GIVEN EXERCISE -> Gather every line in the material below that includes the string "cabinet", and treat uppercase and lowercase as different.

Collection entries
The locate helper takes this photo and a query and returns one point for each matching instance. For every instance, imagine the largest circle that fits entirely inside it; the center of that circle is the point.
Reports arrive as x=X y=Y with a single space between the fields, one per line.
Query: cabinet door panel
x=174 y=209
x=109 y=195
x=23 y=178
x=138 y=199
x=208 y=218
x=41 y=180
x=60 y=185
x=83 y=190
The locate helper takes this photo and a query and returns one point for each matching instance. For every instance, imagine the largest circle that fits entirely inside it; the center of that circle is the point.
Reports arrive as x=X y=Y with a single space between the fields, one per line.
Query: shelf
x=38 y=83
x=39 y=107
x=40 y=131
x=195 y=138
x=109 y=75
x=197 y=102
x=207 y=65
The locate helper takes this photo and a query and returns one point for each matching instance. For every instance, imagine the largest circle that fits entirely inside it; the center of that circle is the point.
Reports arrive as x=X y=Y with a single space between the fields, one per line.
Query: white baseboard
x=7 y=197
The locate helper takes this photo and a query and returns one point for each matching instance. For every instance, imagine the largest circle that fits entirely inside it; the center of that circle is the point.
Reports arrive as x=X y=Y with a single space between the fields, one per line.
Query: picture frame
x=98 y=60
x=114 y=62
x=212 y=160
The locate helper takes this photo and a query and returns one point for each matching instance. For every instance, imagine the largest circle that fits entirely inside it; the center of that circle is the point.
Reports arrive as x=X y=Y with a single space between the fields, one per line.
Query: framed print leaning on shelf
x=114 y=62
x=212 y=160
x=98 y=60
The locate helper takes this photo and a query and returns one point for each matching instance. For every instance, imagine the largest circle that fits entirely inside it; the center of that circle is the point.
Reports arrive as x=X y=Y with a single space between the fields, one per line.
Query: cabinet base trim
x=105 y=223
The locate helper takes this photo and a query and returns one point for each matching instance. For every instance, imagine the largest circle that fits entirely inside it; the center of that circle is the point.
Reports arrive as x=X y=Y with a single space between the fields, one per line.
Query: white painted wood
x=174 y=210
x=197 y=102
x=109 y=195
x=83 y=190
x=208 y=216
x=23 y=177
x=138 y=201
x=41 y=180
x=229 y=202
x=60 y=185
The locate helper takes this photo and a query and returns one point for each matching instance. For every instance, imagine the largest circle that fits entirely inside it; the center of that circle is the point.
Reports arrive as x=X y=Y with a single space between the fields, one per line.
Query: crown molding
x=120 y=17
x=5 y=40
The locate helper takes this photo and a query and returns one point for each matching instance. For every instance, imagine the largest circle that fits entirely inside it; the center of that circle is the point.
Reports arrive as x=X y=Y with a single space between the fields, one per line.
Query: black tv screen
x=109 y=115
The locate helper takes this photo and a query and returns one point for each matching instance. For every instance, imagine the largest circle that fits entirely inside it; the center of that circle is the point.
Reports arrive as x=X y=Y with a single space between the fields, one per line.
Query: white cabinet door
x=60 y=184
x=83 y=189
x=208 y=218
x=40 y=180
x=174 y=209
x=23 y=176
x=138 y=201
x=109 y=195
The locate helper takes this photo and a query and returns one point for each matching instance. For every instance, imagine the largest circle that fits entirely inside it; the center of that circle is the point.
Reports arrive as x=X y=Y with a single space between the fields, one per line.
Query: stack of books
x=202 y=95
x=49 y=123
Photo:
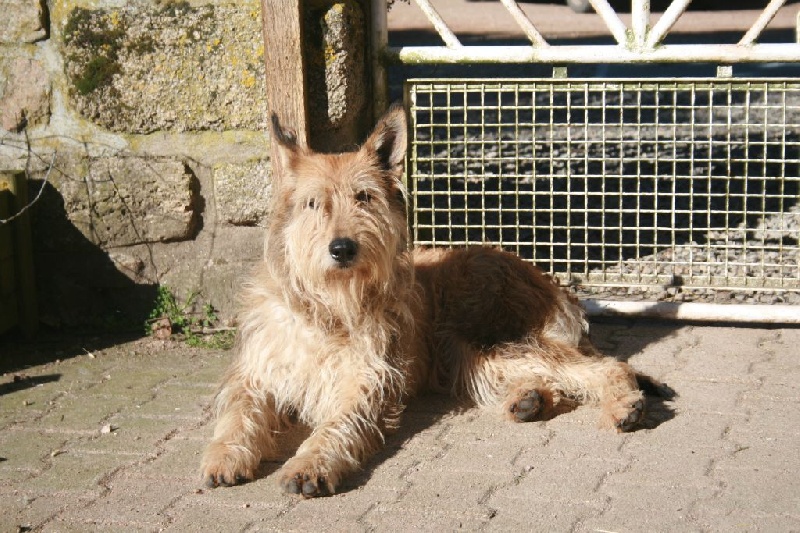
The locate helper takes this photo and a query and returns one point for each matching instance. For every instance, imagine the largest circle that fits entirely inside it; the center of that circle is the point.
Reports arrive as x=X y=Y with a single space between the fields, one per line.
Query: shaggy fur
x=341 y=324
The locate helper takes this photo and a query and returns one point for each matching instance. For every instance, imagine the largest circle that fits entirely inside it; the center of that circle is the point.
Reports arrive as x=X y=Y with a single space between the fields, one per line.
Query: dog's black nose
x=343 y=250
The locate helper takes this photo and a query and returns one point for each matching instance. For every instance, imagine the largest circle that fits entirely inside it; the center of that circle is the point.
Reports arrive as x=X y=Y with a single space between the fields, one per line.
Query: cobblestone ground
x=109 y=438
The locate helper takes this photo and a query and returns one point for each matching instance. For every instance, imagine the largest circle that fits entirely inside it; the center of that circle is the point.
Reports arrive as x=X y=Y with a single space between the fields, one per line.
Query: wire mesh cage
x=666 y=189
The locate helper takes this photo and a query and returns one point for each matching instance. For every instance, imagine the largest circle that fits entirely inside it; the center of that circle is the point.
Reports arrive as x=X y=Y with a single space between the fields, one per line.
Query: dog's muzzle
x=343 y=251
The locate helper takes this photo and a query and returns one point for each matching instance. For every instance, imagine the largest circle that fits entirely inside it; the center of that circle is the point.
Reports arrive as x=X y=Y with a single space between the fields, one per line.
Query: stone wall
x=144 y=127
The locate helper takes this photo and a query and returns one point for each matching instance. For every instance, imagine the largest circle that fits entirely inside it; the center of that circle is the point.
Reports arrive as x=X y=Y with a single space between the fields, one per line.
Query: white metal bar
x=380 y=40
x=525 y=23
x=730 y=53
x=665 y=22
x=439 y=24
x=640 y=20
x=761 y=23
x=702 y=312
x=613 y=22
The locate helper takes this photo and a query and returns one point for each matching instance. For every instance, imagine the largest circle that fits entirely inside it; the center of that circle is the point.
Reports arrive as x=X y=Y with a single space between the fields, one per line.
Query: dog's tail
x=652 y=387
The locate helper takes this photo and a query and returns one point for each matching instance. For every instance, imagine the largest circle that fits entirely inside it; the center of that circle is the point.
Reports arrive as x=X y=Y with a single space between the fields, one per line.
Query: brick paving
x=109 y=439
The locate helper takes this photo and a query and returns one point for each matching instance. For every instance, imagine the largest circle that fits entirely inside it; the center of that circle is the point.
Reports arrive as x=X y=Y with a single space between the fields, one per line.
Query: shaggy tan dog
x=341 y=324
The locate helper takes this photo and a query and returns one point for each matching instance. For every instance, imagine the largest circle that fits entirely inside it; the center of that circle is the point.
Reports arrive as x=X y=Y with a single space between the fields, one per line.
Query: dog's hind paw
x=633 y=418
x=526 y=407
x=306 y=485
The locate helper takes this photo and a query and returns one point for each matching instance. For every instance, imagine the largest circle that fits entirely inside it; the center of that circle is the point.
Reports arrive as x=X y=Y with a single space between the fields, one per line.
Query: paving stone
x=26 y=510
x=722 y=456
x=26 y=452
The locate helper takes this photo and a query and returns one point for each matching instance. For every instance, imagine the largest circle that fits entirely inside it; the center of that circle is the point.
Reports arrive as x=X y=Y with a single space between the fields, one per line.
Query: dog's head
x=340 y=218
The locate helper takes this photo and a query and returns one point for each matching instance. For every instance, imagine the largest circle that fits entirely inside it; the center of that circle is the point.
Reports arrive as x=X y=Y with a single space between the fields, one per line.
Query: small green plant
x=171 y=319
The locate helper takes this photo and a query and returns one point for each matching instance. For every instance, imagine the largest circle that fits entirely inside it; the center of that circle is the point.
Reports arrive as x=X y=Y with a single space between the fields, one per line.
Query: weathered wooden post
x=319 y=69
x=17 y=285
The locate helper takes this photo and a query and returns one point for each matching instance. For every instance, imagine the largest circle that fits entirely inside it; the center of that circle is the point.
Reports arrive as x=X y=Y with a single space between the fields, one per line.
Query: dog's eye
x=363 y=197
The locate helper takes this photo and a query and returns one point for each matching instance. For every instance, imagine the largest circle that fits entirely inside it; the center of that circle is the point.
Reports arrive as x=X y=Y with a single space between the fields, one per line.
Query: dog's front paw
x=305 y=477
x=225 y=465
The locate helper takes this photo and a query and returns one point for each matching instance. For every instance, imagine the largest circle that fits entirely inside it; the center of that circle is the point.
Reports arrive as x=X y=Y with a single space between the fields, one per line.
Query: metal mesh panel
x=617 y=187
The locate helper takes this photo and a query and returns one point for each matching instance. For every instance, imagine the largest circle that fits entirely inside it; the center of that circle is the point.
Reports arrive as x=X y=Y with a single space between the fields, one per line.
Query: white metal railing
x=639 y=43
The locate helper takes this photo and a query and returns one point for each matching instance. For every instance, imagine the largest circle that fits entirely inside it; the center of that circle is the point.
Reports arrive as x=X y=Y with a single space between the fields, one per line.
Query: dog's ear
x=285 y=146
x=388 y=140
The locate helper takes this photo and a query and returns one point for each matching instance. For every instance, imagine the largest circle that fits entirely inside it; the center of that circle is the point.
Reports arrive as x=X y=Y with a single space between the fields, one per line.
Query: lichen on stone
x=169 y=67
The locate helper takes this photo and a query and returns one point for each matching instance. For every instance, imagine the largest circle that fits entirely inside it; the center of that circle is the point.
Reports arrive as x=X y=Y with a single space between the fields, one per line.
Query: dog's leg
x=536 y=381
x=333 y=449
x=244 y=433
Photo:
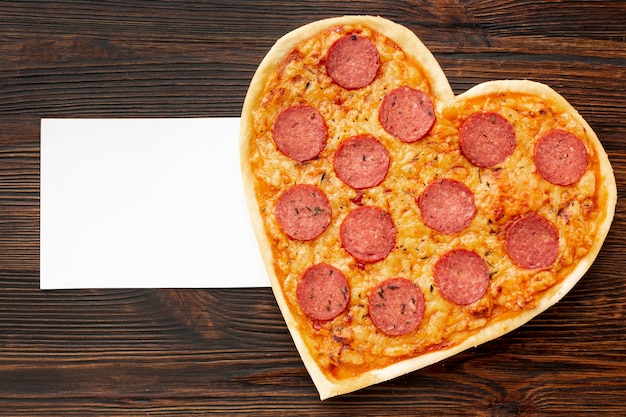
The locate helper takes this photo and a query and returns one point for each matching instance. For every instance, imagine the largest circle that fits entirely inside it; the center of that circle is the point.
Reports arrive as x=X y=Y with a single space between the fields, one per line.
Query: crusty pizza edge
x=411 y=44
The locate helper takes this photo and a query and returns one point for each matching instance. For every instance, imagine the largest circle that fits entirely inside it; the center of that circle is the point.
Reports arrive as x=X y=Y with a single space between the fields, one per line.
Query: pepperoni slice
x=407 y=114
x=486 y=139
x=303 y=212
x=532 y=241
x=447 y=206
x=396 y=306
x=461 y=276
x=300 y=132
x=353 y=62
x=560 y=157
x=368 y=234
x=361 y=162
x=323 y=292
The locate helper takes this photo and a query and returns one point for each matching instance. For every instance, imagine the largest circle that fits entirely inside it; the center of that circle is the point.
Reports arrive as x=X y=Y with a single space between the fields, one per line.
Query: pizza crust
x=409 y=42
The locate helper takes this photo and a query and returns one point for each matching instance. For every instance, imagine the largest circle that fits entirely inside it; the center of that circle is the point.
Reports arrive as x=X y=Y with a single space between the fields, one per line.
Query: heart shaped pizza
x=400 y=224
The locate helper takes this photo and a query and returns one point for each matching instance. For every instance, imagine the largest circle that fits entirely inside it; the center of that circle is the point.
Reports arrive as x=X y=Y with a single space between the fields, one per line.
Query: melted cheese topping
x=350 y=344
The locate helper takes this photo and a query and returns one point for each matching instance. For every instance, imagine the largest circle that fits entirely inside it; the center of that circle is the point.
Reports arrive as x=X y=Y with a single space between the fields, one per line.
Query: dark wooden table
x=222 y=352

TASK ANSWER ->
Query: cabinet door panel
Query: cabinet base trim
Query: white cabinet door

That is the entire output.